◆ Raw data ◆
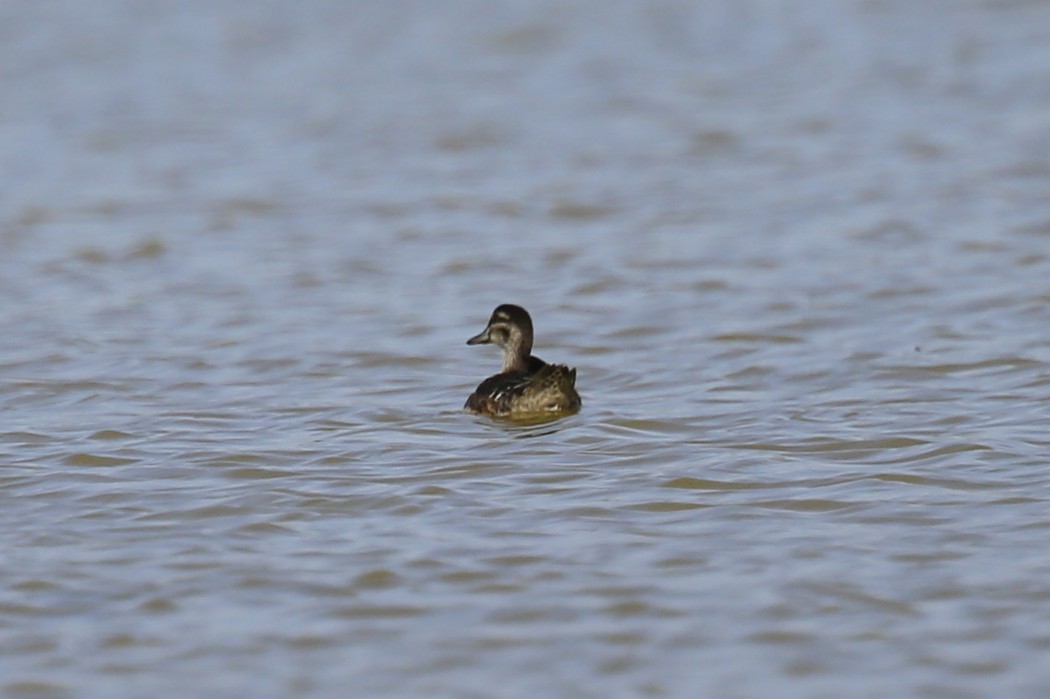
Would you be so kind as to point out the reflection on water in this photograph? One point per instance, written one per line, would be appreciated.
(797, 254)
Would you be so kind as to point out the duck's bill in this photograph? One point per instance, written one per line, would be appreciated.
(481, 338)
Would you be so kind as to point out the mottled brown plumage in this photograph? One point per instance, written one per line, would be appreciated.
(527, 386)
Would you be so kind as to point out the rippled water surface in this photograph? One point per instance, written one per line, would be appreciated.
(798, 253)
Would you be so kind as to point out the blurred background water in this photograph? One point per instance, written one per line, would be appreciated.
(798, 253)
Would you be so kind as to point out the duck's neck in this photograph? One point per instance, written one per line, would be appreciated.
(515, 360)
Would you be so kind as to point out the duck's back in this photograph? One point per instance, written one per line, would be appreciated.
(541, 388)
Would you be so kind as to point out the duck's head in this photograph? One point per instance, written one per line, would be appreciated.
(510, 329)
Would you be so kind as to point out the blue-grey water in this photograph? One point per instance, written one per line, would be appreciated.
(799, 254)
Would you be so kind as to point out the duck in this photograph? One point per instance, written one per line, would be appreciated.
(527, 386)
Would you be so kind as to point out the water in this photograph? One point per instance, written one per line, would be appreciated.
(797, 252)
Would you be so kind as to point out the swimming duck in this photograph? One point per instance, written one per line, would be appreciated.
(527, 386)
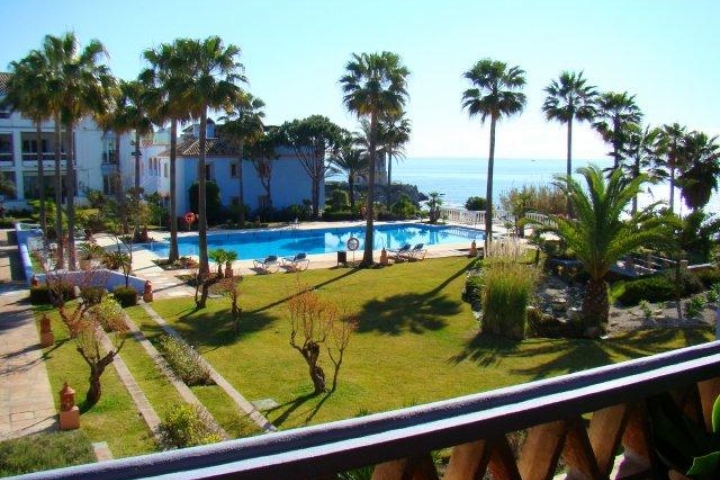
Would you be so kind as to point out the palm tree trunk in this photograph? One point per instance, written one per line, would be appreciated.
(119, 193)
(595, 307)
(367, 260)
(672, 189)
(241, 186)
(491, 166)
(173, 254)
(70, 186)
(60, 254)
(41, 178)
(568, 205)
(202, 200)
(136, 193)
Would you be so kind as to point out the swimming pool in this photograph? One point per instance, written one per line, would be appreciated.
(287, 242)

◆ Task details ◆
Copy out every item above word for word, leaving out the pictures.

◆ Answer to the problem ◆
Would you be so kind as to point out the reflection on water in this photograph? One point per instance, written one per line, would be appreciated.
(797, 254)
Would you be so kind as to point out the duck's bill in this photograph? One point per instance, written one per line, would be appreciated.
(481, 338)
Would you be so kind as to point out the mottled brown plumage in this photograph? One point per instance, written one per line, would be appreciated.
(527, 386)
Would you be so kind as to point out the rippled water surface in this photograph? One point per instance, written one per line, would be appreciated.
(798, 253)
Would you be so kind as to point out the blurred background water in this photograph? One point per instance, written one per line, would be appreciated.
(798, 253)
Would you be so kind as to point out the duck's neck in this photograph? One point per instance, written one per line, would be appreciated.
(515, 360)
Would you be so kind as to point out the duck's back in this photograph? One point per instance, written one per line, would be appreciated.
(541, 388)
Would you be so kind as to point out the duck's head in this photograph? One point per instance, written one per line, would be appreciated.
(510, 329)
Would you be so kind as to point out the blue-grey water in this photograph? One point per instance, written one per line, would be appreciated.
(799, 254)
Would you be so kind as to point out the duck in this photograph? One point per instance, written one per line, would be appreciated.
(527, 386)
Would you be so kind as to point out the water in this photograph? One point per instance, written one per line, would be appreciated.
(797, 252)
Would you be so kind as to point out the swimming duck in this photograph? One point per instance, written one per line, would be appreciated.
(527, 386)
Would you be so kind as to point out the palm tree trunk in this photograph? One point per instance, written one per line, would be appreciated.
(119, 193)
(595, 307)
(367, 260)
(672, 189)
(241, 186)
(491, 166)
(173, 254)
(70, 186)
(60, 254)
(41, 178)
(568, 205)
(202, 200)
(136, 193)
Would you be so kind as to point out the swimming pool in this photograph? One point per instance, written one per line, would be appreciated.
(287, 242)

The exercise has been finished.